**SET EXERCISE**.
Retype exactly the lines from the line with "of the **person" to the end of the data, keeping both boundary lines.

Spatial annotation records:
────

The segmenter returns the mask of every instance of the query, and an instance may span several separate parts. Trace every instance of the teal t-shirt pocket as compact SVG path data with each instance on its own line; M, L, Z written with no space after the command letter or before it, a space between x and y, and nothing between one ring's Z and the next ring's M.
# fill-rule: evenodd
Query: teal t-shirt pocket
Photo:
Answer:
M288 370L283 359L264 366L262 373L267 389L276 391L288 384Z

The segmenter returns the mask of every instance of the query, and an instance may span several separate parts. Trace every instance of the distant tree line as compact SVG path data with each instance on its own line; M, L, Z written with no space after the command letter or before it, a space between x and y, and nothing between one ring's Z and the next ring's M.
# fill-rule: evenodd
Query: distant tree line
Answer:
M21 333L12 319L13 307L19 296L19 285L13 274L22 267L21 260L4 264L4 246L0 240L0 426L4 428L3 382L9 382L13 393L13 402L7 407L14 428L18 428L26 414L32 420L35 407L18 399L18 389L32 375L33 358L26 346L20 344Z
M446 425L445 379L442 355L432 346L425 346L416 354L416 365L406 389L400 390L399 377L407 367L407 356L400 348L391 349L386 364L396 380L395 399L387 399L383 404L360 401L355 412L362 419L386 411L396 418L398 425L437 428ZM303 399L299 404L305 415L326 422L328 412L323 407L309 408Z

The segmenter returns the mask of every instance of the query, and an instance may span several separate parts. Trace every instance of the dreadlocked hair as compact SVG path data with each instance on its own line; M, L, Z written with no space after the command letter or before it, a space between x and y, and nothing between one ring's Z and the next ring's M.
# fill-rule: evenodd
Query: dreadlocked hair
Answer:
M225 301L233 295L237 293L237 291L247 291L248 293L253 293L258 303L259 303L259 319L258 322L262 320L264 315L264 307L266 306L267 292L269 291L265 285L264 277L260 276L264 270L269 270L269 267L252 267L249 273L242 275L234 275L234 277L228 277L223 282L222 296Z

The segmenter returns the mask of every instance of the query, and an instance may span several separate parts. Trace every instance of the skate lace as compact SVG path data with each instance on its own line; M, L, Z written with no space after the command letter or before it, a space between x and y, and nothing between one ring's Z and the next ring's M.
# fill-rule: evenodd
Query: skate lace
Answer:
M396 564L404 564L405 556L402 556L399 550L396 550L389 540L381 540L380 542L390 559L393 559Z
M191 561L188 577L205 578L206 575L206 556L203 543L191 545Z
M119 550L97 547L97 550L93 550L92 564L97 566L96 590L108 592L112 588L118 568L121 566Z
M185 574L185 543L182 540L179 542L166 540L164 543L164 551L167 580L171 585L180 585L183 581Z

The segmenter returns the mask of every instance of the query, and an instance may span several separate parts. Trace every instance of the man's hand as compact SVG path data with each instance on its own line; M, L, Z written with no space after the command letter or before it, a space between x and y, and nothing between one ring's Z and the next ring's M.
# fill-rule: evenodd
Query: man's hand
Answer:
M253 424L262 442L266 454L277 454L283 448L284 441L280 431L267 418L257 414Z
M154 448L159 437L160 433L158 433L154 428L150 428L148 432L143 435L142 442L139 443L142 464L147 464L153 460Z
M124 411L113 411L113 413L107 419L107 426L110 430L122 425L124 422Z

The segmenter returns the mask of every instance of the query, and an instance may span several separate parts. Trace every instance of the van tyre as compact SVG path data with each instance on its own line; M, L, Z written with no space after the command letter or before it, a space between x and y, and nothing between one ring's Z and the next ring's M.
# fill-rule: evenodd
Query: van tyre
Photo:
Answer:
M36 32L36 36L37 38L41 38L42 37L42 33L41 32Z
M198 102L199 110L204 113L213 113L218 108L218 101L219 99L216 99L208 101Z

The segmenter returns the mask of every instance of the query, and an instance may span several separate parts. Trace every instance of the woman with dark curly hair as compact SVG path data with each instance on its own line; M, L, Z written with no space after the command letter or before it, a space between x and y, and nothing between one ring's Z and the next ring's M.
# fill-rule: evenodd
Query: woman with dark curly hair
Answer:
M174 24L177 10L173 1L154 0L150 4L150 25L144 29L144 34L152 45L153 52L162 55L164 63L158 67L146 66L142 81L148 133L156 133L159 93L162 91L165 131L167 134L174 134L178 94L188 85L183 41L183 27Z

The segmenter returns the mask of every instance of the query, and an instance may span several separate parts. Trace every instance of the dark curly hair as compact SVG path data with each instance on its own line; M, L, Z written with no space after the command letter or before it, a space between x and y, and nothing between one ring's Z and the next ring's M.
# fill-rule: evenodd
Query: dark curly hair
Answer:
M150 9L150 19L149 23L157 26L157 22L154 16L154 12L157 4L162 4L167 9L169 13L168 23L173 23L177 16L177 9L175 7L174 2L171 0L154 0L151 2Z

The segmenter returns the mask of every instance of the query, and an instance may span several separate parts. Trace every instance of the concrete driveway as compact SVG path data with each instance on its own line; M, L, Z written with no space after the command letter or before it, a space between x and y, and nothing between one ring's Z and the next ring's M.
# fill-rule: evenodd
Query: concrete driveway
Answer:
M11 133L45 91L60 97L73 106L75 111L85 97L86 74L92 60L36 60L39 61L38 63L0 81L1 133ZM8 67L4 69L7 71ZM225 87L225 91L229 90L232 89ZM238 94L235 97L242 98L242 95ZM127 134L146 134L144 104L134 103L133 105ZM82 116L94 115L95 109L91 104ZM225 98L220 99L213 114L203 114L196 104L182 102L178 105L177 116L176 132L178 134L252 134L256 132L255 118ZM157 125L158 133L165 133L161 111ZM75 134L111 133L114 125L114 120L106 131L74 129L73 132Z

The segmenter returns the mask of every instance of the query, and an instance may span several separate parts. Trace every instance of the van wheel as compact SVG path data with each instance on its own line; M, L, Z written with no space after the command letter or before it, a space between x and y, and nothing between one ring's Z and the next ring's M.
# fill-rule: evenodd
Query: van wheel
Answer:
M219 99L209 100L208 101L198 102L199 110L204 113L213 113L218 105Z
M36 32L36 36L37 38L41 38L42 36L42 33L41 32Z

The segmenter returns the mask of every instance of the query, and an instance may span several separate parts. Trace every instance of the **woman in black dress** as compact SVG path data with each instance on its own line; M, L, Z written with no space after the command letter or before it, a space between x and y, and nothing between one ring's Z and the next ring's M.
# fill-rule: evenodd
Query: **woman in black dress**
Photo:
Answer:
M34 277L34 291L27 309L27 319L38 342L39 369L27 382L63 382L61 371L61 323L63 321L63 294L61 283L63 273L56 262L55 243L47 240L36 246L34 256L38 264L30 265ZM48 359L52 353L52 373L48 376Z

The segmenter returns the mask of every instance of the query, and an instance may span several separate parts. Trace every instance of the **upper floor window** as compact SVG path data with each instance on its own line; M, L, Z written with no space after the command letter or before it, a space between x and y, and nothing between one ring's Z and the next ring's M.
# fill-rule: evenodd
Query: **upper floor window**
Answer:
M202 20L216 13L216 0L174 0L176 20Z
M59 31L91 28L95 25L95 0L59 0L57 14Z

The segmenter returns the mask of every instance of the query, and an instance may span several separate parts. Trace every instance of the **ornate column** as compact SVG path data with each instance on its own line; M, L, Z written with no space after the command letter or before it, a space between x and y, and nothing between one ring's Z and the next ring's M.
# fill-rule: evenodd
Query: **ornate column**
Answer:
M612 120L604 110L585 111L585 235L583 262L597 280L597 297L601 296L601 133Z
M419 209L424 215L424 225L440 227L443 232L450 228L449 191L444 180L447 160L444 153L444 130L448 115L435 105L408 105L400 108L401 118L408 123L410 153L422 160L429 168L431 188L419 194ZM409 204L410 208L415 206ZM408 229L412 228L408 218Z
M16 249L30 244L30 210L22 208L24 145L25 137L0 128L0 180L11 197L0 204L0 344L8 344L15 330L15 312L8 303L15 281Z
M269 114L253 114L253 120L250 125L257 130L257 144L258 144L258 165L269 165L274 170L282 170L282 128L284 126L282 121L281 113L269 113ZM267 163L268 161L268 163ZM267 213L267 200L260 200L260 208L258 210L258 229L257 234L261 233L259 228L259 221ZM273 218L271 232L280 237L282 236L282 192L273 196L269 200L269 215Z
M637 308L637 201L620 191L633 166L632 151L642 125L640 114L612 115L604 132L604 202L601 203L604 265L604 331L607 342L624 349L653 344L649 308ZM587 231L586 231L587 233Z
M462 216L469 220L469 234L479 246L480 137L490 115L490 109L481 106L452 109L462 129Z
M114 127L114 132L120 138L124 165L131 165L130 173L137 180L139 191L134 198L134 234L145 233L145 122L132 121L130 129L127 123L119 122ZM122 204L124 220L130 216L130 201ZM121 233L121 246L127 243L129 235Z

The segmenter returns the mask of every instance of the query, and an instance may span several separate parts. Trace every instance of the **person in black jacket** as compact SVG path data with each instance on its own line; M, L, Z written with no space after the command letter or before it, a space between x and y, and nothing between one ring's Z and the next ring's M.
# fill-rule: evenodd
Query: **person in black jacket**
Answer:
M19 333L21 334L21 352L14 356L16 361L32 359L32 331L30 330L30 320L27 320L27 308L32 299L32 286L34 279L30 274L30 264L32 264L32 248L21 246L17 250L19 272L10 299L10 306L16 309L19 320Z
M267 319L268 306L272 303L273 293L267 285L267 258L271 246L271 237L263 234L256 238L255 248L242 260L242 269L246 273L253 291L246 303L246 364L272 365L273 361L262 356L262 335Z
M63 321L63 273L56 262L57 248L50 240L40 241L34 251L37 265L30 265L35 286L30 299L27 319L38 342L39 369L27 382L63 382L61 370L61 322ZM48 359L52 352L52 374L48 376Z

────

**OUTPUT OF THE EXERCISE**.
The segmenter returns the mask of every instance of the query, and an instance may span several separate parts. Trace every instance of the **person in black jacket** as compact SVG path data with each instance on its own line; M, L, Z written with no space after the command letter or before it, a space between x and y, and nothing between one ring's Z and the next ring's M.
# fill-rule: evenodd
Query: **person in black jacket**
Answer:
M19 333L21 334L21 352L14 356L16 361L32 359L32 331L30 330L30 320L27 320L27 308L32 299L32 286L34 279L30 274L30 264L32 264L32 248L21 246L17 250L19 272L10 299L10 306L16 309L19 320Z
M267 319L268 306L272 303L273 293L267 285L267 258L271 246L271 237L263 234L256 238L255 248L242 260L242 269L246 273L253 291L246 303L246 364L272 365L273 361L262 356L262 335Z
M63 321L63 273L56 262L57 248L50 240L40 241L34 251L37 265L30 265L35 286L30 299L27 319L38 342L39 369L27 382L63 382L61 370L61 322ZM48 359L52 352L52 374L48 376Z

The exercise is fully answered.